— PROVIDED MATERIAL —
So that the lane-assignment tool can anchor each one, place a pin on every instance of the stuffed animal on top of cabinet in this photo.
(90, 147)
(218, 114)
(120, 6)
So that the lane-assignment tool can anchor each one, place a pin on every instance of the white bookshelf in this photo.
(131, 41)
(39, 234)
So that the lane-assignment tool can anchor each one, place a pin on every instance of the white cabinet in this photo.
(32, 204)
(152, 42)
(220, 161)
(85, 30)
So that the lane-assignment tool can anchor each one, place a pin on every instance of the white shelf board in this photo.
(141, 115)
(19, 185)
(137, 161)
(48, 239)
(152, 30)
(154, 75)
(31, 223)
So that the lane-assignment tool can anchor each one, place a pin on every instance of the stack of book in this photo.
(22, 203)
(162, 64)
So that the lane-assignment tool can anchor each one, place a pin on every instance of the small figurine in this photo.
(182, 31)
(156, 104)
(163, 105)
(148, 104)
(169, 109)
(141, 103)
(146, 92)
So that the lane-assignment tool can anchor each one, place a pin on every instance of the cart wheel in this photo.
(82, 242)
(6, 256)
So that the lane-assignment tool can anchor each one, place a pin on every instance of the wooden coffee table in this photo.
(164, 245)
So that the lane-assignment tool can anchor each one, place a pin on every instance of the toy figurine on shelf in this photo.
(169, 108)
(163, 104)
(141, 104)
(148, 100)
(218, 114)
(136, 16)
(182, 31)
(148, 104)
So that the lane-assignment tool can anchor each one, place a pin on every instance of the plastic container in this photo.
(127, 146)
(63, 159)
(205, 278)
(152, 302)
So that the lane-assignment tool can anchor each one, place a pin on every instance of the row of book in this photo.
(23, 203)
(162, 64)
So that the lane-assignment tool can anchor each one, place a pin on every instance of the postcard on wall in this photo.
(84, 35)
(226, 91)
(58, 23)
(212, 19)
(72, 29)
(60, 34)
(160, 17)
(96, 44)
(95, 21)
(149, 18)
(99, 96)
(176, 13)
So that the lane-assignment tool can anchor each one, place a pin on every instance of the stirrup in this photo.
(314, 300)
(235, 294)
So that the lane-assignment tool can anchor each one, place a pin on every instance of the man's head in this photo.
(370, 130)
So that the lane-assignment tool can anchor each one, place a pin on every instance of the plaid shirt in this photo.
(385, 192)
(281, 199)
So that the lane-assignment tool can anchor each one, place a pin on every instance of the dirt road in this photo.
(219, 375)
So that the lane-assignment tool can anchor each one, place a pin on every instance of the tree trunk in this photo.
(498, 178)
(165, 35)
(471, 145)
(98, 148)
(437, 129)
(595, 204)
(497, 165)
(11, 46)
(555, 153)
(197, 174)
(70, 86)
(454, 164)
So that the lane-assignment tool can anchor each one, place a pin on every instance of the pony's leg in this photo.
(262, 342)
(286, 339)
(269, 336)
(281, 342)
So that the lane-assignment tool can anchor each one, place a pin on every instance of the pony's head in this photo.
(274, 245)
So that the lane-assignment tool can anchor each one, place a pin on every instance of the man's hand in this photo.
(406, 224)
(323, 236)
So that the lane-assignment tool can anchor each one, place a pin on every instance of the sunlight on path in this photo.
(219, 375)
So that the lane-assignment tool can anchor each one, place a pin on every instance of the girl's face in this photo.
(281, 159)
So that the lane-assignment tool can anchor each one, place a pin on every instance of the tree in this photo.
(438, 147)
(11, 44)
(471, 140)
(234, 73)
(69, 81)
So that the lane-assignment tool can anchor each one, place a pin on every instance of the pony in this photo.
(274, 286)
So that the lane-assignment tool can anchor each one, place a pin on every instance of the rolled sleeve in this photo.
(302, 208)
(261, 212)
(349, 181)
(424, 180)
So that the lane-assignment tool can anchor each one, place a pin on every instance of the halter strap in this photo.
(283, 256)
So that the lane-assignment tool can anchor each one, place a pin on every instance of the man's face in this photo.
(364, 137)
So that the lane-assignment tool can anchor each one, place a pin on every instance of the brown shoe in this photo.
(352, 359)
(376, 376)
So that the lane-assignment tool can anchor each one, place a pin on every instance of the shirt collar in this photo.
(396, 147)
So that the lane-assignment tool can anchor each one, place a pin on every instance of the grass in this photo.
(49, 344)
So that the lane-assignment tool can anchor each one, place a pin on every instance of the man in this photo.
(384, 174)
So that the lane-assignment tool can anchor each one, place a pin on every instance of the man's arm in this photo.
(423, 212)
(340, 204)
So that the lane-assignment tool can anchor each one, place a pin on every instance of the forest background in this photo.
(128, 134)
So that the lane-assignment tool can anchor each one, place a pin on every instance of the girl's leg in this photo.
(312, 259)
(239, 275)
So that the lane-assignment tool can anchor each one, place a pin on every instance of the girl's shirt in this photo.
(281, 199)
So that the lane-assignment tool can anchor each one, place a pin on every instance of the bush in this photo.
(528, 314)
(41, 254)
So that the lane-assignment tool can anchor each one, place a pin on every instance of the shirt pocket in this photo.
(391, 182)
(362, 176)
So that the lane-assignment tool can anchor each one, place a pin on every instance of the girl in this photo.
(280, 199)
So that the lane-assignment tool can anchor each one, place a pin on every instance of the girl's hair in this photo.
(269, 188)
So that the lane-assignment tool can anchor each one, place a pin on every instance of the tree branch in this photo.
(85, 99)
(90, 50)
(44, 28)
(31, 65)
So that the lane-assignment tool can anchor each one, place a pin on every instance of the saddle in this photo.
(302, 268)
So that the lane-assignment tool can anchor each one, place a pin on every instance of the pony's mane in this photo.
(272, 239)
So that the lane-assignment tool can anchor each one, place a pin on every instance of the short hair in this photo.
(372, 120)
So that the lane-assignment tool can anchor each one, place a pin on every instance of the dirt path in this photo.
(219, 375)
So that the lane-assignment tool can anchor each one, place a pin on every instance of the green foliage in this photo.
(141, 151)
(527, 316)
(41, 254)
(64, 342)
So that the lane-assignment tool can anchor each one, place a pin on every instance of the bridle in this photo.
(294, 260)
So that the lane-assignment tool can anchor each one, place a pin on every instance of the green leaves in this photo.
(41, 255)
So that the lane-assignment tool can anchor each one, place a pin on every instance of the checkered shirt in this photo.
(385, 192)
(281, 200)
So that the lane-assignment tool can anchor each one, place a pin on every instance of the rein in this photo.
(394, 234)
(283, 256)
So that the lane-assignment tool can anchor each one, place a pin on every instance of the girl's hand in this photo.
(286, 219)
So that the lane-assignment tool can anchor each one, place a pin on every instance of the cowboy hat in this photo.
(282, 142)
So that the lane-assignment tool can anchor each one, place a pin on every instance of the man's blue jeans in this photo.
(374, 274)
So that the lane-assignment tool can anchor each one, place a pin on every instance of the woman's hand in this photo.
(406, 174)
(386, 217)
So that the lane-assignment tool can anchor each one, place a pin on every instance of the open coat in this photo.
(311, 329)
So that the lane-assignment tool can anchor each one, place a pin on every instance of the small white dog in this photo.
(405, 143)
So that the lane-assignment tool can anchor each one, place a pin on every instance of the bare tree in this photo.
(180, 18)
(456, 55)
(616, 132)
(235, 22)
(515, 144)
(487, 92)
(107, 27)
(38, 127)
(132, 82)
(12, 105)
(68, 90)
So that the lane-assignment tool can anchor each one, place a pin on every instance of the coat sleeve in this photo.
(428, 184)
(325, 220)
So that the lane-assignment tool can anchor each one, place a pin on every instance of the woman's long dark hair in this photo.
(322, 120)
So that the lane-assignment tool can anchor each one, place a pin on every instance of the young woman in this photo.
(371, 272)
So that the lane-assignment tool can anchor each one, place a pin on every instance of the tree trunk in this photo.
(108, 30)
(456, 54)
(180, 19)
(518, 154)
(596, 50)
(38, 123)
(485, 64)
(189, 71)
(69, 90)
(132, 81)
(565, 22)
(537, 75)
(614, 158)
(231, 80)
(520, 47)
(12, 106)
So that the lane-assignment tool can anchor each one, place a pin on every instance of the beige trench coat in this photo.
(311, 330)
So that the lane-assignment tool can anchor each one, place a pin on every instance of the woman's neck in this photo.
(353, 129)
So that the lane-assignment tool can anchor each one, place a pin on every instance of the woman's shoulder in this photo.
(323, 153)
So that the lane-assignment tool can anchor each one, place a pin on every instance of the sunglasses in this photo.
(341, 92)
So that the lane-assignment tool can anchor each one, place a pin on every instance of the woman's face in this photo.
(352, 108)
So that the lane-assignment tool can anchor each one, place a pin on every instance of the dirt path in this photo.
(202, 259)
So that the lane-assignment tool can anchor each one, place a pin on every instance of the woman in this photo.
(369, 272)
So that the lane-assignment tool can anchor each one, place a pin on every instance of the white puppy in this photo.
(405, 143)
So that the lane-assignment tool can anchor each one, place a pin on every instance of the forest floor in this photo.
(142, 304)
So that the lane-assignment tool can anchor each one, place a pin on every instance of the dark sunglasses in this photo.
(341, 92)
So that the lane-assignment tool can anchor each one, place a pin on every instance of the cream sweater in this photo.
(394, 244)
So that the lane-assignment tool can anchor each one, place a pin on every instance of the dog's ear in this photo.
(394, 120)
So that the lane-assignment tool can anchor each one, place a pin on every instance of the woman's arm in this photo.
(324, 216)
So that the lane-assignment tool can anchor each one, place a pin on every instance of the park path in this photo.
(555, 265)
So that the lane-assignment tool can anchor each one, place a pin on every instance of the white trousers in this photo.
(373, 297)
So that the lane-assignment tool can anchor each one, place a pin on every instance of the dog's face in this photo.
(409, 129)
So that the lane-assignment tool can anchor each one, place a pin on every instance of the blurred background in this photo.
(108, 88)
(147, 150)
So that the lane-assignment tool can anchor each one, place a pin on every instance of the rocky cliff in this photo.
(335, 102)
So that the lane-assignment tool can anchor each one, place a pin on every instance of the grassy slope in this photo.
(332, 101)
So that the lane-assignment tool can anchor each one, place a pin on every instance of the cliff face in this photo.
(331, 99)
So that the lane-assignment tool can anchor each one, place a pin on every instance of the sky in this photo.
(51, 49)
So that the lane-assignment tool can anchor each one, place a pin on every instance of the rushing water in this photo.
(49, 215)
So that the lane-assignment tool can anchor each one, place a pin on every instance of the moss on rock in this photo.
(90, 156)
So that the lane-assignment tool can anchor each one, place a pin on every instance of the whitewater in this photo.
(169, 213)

— EXERCISE GOAL —
Using the records above, please retype only the run of lines from the line holding "park path in this photo." through the last line, both ends included.

— FULL ANSWER —
So that the lane-assignment tool can anchor each one, place a pin on every instance of the park path in this photo.
(555, 265)
So that the lane-assignment tool can anchor each one, place a pin on every instance of the white trousers in this photo.
(373, 297)
So that the lane-assignment tool can anchor each one, place a pin on every instance of the dog's face in this photo.
(409, 129)
So that the lane-assignment tool can anchor each one, place a pin on every instance of the blurred background in this photo.
(108, 88)
(147, 150)
So that the lane-assignment tool can anchor each one, place a pin on every instance of the rocky cliff in this photo.
(335, 102)
So that the lane-assignment tool can anchor each one, place a pin on every instance of the grassy slope in this photo.
(332, 101)
So that the lane-assignment tool can anchor each one, place a pin on every instance of the cliff face in this photo.
(331, 99)
So that the lane-assignment tool can anchor each one, place a pin on every instance of the sky in this photo.
(51, 49)
So that the lane-assignment tool can anchor each one, place a pin on every instance of the rushing water in this photo.
(49, 215)
So that the lane-assignment tool can anchor each one, place a pin on every instance of the moss on rock in this photo.
(90, 156)
So that the lane-assignment tool can anchor each one, place a pin on every instance of the whitewater in this photo.
(169, 213)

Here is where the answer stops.